§ **YOUR OBJECTIVE**
The lines to extract begin at the one containing "Find the tree" and run to the end of the listing; set them down exactly and alone.

>> start EXTRACTED RECORDS

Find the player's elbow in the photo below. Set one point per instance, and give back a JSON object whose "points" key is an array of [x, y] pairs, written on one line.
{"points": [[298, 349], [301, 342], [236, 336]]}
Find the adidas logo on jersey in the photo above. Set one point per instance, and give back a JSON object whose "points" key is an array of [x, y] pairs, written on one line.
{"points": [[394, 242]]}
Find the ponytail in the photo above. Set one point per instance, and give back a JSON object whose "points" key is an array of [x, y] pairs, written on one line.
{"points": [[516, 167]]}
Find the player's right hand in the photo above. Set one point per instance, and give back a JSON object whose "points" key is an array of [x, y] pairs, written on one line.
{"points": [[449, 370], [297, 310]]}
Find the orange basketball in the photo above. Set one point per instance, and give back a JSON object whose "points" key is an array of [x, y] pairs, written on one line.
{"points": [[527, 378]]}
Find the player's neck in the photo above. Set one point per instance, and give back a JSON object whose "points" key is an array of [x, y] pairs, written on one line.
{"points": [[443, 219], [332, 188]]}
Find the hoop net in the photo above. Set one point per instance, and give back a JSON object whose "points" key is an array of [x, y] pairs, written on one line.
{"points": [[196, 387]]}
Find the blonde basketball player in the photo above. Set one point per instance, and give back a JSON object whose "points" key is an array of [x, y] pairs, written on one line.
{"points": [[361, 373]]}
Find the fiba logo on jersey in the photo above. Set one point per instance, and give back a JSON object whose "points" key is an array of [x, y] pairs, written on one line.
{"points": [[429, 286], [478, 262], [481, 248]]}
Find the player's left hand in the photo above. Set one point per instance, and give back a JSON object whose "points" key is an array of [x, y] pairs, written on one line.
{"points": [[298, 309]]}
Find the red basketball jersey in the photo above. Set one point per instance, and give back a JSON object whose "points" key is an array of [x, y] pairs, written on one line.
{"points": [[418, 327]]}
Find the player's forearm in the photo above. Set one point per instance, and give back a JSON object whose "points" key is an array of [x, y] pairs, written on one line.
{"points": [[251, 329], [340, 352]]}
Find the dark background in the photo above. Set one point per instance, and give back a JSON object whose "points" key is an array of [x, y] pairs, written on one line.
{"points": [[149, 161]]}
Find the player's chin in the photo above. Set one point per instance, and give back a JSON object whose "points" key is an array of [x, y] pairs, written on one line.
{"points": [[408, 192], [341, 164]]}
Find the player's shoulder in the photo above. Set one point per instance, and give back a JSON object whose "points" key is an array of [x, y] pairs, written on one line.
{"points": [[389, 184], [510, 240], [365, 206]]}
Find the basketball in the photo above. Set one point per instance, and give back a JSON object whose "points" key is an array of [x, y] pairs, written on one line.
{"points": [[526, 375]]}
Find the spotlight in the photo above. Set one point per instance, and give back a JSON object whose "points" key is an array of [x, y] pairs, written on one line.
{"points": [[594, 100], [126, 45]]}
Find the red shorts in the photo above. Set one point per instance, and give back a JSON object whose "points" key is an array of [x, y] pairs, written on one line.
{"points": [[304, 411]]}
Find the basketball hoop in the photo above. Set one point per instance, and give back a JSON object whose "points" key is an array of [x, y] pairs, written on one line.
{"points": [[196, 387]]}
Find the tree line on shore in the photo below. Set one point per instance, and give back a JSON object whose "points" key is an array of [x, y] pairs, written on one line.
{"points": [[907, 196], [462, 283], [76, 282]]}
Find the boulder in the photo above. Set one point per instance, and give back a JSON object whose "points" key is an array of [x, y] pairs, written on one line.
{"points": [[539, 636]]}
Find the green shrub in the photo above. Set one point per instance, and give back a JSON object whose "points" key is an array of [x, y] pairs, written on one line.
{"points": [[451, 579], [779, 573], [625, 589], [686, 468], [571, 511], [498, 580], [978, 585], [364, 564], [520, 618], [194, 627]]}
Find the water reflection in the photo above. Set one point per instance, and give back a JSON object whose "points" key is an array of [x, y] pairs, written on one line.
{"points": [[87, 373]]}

>> end EXTRACTED RECORDS

§ **RESPONSE TO THE EXERCISE**
Find the tree line on shore in the photo below. Set one point per instance, and give back a JSON object whose "points" key is an array of [x, y] pairs, written on one line.
{"points": [[907, 196], [462, 283], [76, 282]]}
Find the boulder in the photo above. Set one point per instance, and give back a JSON object whose "points" key is an array of [x, y] pairs, written on one line.
{"points": [[539, 636]]}
Find the green shrub in the photo above. Set one point per instance, and give back a JSON object whose "points" key is an array of [x, y] pairs, written on one line.
{"points": [[451, 579], [779, 573], [625, 589], [686, 468], [571, 511], [498, 580], [978, 585], [364, 564], [520, 618], [194, 627]]}
Find the water reflection in the photo above. Set one point per instance, and give back a JSON object whose "points" key is an array of [x, y] pairs, written on one line.
{"points": [[87, 373]]}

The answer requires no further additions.